*Pagina*:
───

In Serbia, invece, saranno sette i candidati che sfideranno Vucic, anche se le speranze di andare al secondo turno contro il presidente uscente si concentrano su Zdravko Ponos. Generale dell’esercito e già capo di stato maggiore, Ponos è una figura apartitica che ha il vantaggio sia di riflettere le inclinazioni nazional-conservatrici della maggioranza dell’elettorato serbo, sia di essere un outsider senza esperienze politiche compromettenti. Al momento non esistono sondaggi attendibili, ma è verosimile che Vucic conquisti circa metà dei voti. Discorso analogo per l’elezione del parlamento, dove SNS e gli alleati del Partito Socialista (SPS) dovrebbero assicurarsi almeno metà dei 250 deputati, ma in cui le opposizioni torneranno ad essere rappresentate. La principale coalizione anti-Vucic è “Uniti per la vittoria della Serbia”, che potrebbe conquistare il 20% dei voti; a superare la soglia di sbarramento del 3% potrebbe poi esserci la coalizione di sinistra verde “Moramo” (Dobbiamo), forte delle proteste ecologiste dei mesi scorsi, così come i socialdemocratici dell’ex presidente Boris Tadic. Oltre queste coalizioni, a sgomitare per un seggio parlamentare ce ne sono altre, per lo più nazionaliste di destra, alcune delle quali identificabili come opposizione sistemica, cioè che non si oppone realmente alla maggioranza di governo. 
Al municipio di Belgrado, infine, il quadro potrebbe essere simile a quello parlamentare anche se Moramo – il cui movimento principale, “Ne Da(vi)mo Beograd”, da anni basa il suo attivismo territoriale nella capitale – potrebbe andare in doppia cifra e fungere da ago della bilancia per l’elezione del sindaco.  
Sia in Ungheria che in Serbia, le speranze dell’opposizione sono basse, ma comunque superiori rispetto alle ultime tornate elettorali. Nel caso dovesse mancare un cambio al vertice a Belgrado e Budapest, i due paesi andrebbero incontro a record personali: Orban diventerebbe il governante più longevo dell’Unione Europea, mentre Vucic supererebbe la soglia psicologica dei 12 anni di governo, traguardo a cui in Serbia si fermarono sia i democratici prima di lui, sia Slobodan Milosevic.

───

*Istruzioni*:
[A] Rispondi a queste domande sull'articolo sulle elezioni, una per riga:
(i) Quanti deputati conta il parlamento serbo?
(ii) Come si chiama il movimento principale di Moramo?
(iii) Chi diventerebbe il governante più longevo dell'Unione Europea?
[B] Quali sono tutte le persone citate per nome nell'articolo sulle elezioni?
[C] Come diventa il passo dell'articolo sulle elezioni che parte da "Al municipio di" e arriva a "sia Slobodan Milosevic.", se "Belgrado" viene rinominato "Novi Sad"? Trascrivilo con la modifica.

*Dati mostrati*:

───

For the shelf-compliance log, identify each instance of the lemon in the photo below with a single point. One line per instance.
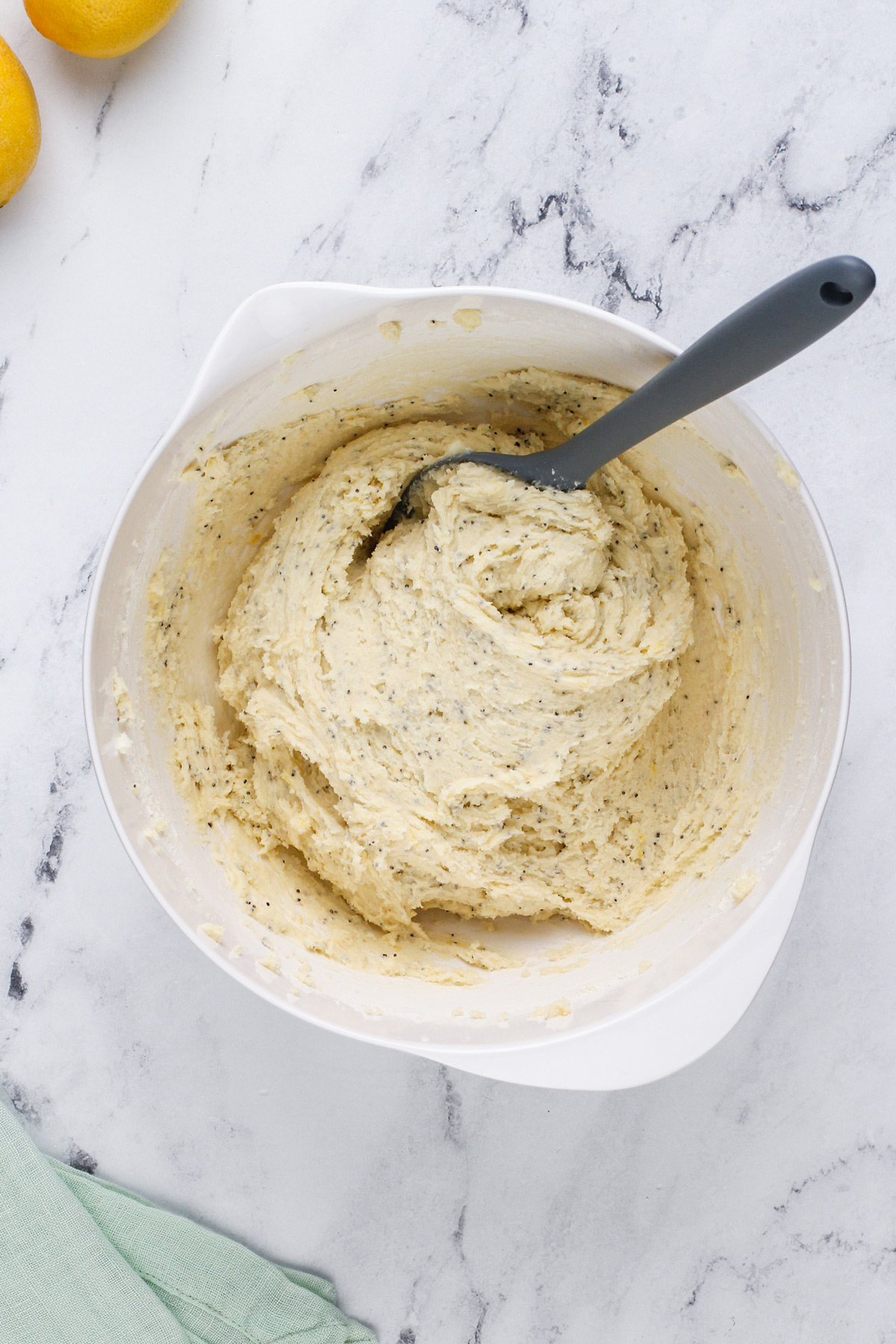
(19, 124)
(100, 27)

───

*Risposte all'esercizio*:
[A]
(i) 250
(ii) "Ne Da(vi)mo Beograd"
(iii) Orban

[B] Vucic, Zdravko Ponos, Boris Tadic, Orban, Slobodan Milosevic

[C]
Al municipio di Novi Sad, infine, il quadro potrebbe essere simile a quello parlamentare anche se Moramo – il cui movimento principale, “Ne Da(vi)mo Beograd”, da anni basa il suo attivismo territoriale nella capitale – potrebbe andare in doppia cifra e fungere da ago della bilancia per l’elezione del sindaco.  
Sia in Ungheria che in Serbia, le speranze dell’opposizione sono basse, ma comunque superiori rispetto alle ultime tornate elettorali. Nel caso dovesse mancare un cambio al vertice a Novi Sad e Budapest, i due paesi andrebbero incontro a record personali: Orban diventerebbe il governante più longevo dell’Unione Europea, mentre Vucic supererebbe la soglia psicologica dei 12 anni di governo, traguardo a cui in Serbia si fermarono sia i democratici prima di lui, sia Slobodan Milosevic.